- What you should do
Return every line of the data below that contains the string "water". Case counts.
++++++
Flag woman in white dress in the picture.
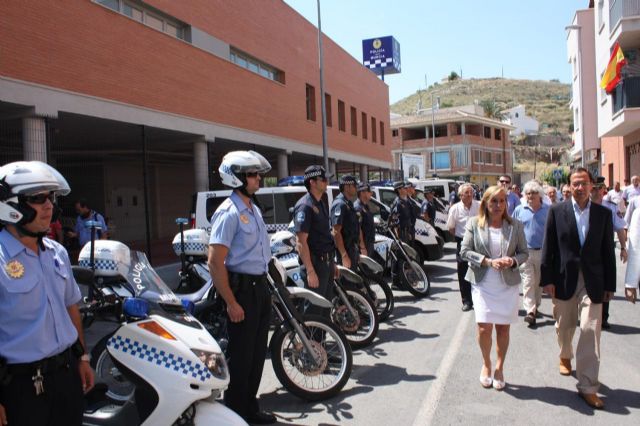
[460,186,529,390]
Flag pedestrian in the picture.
[541,167,616,408]
[67,199,109,248]
[622,176,640,204]
[513,180,555,327]
[208,151,276,424]
[0,161,94,426]
[331,175,364,269]
[391,181,416,243]
[353,183,376,257]
[591,176,627,330]
[447,183,480,312]
[420,187,436,226]
[293,165,336,315]
[624,197,640,303]
[461,186,528,390]
[498,175,520,216]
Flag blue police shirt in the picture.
[0,229,81,364]
[76,210,107,248]
[209,192,271,275]
[293,192,336,255]
[513,203,549,250]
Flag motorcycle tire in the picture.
[400,260,431,299]
[331,286,380,349]
[269,315,353,401]
[363,275,395,321]
[90,333,136,403]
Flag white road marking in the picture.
[413,312,474,426]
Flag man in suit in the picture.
[540,167,616,408]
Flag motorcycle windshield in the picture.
[126,250,181,306]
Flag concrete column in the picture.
[360,164,369,182]
[22,117,47,163]
[278,152,289,179]
[193,138,211,192]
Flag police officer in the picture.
[353,183,376,257]
[331,175,364,269]
[591,176,627,330]
[208,151,276,424]
[293,166,335,315]
[0,161,94,425]
[391,181,416,241]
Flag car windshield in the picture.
[126,250,181,305]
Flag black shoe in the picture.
[245,411,278,425]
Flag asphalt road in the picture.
[87,244,640,425]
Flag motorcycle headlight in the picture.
[191,349,229,380]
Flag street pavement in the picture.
[87,244,640,425]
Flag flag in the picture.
[600,43,627,93]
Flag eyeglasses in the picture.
[20,192,56,204]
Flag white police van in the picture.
[192,185,444,260]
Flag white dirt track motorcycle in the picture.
[74,241,246,426]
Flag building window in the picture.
[371,117,378,142]
[362,112,369,139]
[338,99,347,132]
[351,107,358,136]
[324,93,333,127]
[306,84,316,121]
[484,151,492,164]
[229,47,284,84]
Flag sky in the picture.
[284,0,589,103]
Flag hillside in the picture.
[391,78,572,136]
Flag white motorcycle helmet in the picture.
[0,161,71,226]
[218,151,271,189]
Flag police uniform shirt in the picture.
[0,229,81,364]
[331,194,360,249]
[353,199,376,245]
[209,192,271,275]
[293,192,335,255]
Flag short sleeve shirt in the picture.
[0,229,81,364]
[209,192,271,275]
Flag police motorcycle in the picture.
[74,240,246,426]
[270,231,380,349]
[374,210,431,299]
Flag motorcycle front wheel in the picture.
[402,260,431,299]
[91,333,136,402]
[270,315,353,401]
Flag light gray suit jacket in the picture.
[460,216,529,285]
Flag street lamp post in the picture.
[564,25,586,167]
[317,0,329,173]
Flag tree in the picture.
[480,99,505,121]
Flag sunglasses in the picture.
[20,192,56,204]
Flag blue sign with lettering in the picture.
[362,36,400,74]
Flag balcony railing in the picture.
[611,77,640,114]
[609,0,640,32]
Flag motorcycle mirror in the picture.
[71,266,93,286]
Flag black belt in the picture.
[7,347,73,375]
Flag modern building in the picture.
[0,0,392,262]
[391,105,515,186]
[502,105,540,138]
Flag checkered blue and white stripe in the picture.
[364,58,393,69]
[78,259,118,271]
[107,336,212,382]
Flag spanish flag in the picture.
[600,43,627,93]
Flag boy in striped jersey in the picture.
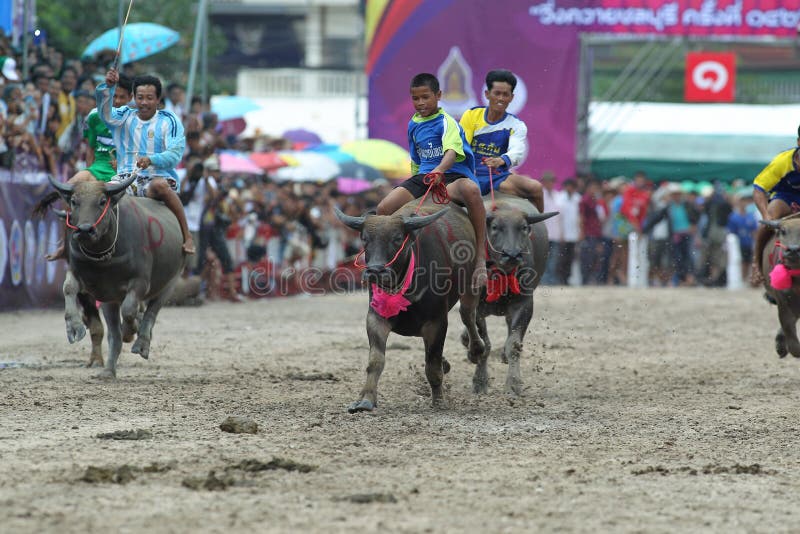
[460,70,544,212]
[377,73,486,287]
[97,69,194,254]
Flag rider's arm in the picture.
[95,82,128,130]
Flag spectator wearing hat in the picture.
[539,171,564,284]
[642,183,700,286]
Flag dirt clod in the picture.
[219,416,258,434]
[97,428,153,440]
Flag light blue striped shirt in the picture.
[96,83,186,183]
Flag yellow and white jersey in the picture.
[459,107,528,179]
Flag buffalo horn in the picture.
[525,211,558,224]
[106,174,136,195]
[333,207,366,231]
[47,174,73,197]
[403,208,450,232]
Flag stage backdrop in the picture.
[366,0,800,178]
[0,169,66,311]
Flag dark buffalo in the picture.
[336,201,483,413]
[50,176,184,378]
[462,193,558,395]
[761,215,800,358]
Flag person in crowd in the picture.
[556,178,581,286]
[578,179,608,286]
[378,73,486,287]
[459,70,544,212]
[726,195,758,280]
[541,171,564,285]
[645,182,672,287]
[642,183,700,286]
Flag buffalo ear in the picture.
[525,211,559,225]
[333,206,366,232]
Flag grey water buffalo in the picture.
[50,176,184,378]
[462,193,558,395]
[761,215,800,358]
[336,201,483,413]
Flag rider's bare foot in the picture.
[181,237,195,254]
[472,260,487,289]
[44,245,67,261]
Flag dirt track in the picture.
[0,288,800,533]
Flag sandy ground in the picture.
[0,288,800,533]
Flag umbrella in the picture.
[275,151,339,182]
[219,151,264,174]
[339,161,383,181]
[250,152,289,171]
[307,143,355,165]
[83,22,180,65]
[336,178,372,195]
[211,96,261,122]
[281,128,322,146]
[341,139,411,178]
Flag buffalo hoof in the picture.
[67,323,86,344]
[461,328,469,349]
[92,368,117,380]
[347,399,375,413]
[131,337,150,360]
[775,332,789,358]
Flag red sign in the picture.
[684,52,736,102]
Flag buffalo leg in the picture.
[459,288,486,363]
[97,302,122,378]
[131,279,177,360]
[422,315,447,408]
[78,293,104,367]
[503,300,533,395]
[62,269,86,343]
[778,301,800,358]
[775,328,789,358]
[347,310,392,413]
[120,283,145,343]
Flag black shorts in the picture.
[397,172,466,198]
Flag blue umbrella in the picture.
[211,96,261,122]
[83,22,180,64]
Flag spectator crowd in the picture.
[0,36,758,300]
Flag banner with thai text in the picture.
[0,169,66,311]
[366,0,800,182]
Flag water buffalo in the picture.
[462,193,558,395]
[50,175,184,378]
[761,215,800,358]
[336,201,483,413]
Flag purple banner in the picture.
[367,0,800,182]
[369,0,579,182]
[0,169,66,311]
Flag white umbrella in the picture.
[273,150,340,182]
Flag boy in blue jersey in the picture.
[97,69,195,254]
[460,70,544,212]
[751,127,800,284]
[377,73,486,287]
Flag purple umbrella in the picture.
[281,128,322,145]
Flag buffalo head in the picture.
[760,217,800,269]
[486,209,558,270]
[48,175,136,243]
[334,208,450,290]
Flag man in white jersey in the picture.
[97,69,195,254]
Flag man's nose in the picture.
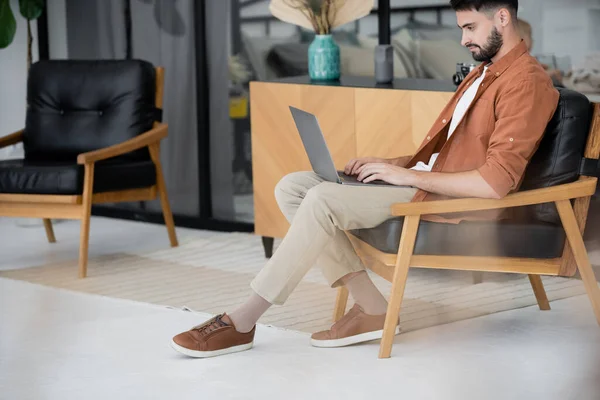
[460,32,471,47]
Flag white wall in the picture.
[0,0,38,141]
[47,0,68,59]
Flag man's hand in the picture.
[357,163,416,186]
[356,163,501,199]
[344,157,390,175]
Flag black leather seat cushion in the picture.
[352,88,593,258]
[0,159,156,195]
[351,218,565,258]
[23,60,156,161]
[513,88,593,224]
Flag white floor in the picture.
[0,218,600,400]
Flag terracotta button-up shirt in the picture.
[406,42,559,223]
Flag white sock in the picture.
[227,293,272,333]
[344,271,388,315]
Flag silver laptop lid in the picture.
[290,106,341,183]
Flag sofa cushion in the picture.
[23,60,156,162]
[0,159,156,195]
[351,217,565,258]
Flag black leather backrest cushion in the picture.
[520,88,593,224]
[24,60,156,160]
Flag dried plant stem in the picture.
[283,0,346,35]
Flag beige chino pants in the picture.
[251,172,417,305]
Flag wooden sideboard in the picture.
[250,77,455,256]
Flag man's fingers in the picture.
[363,174,381,183]
[344,158,358,175]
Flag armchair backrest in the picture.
[23,60,157,161]
[520,88,593,224]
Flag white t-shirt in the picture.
[411,66,488,172]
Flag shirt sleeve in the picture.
[478,78,559,197]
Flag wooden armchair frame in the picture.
[0,67,178,278]
[333,104,600,358]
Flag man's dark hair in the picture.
[450,0,519,20]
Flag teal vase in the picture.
[308,35,340,81]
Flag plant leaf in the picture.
[19,0,44,21]
[0,0,17,49]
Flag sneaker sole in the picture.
[310,326,400,348]
[171,340,254,358]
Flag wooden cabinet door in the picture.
[355,89,416,158]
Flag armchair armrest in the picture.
[77,124,168,164]
[0,129,23,149]
[392,177,597,217]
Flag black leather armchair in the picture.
[0,60,177,278]
[334,88,600,358]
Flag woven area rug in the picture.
[0,233,585,332]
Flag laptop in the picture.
[290,106,398,187]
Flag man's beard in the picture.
[472,27,504,61]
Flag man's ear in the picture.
[496,8,512,27]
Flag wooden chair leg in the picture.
[473,271,483,285]
[150,143,178,247]
[556,200,600,325]
[379,215,420,358]
[44,218,56,243]
[333,286,350,322]
[79,164,94,279]
[529,275,550,311]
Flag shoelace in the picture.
[193,315,228,336]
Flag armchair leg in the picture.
[333,286,349,322]
[44,218,56,243]
[556,200,600,325]
[149,143,178,247]
[529,275,550,311]
[79,164,94,279]
[379,215,420,358]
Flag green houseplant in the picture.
[0,0,44,69]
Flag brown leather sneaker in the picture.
[171,314,256,358]
[310,304,400,347]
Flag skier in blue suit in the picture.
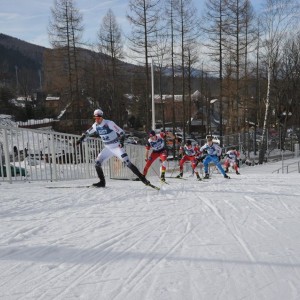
[200,137,230,178]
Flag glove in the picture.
[76,134,85,146]
[119,135,125,148]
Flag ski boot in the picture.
[176,172,183,178]
[93,180,105,187]
[140,175,150,185]
[204,173,210,179]
[195,172,202,181]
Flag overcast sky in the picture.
[0,0,263,47]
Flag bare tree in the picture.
[259,0,299,164]
[177,0,199,139]
[202,0,228,142]
[127,0,160,130]
[98,9,123,123]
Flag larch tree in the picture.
[98,9,124,122]
[48,0,83,130]
[259,0,299,164]
[127,0,160,130]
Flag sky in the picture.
[0,157,300,300]
[0,0,261,47]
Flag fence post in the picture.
[3,129,12,183]
[294,143,299,157]
[50,133,57,180]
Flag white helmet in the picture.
[94,109,103,117]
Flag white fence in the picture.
[0,126,159,182]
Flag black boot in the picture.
[93,165,105,187]
[204,173,209,179]
[176,172,183,178]
[160,172,166,182]
[127,163,150,185]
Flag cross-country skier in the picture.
[200,137,230,178]
[224,147,240,175]
[76,109,150,187]
[176,140,201,180]
[143,130,167,181]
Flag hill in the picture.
[0,34,46,89]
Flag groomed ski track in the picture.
[0,158,300,300]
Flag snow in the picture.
[0,159,300,300]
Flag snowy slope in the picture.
[0,158,300,300]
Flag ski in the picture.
[166,177,187,180]
[45,185,96,189]
[145,183,160,191]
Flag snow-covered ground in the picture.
[0,159,300,300]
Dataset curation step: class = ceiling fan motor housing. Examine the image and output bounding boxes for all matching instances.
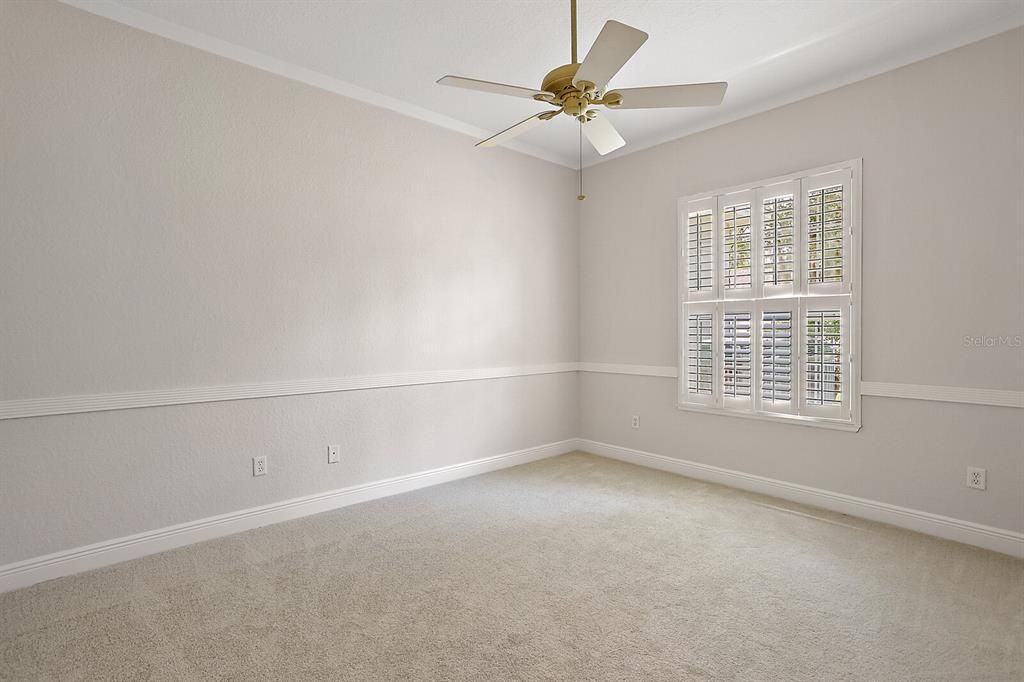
++++++
- Solution to this exercise
Flag grey water buffalo in the picture.
Flag water buffalo in the picture.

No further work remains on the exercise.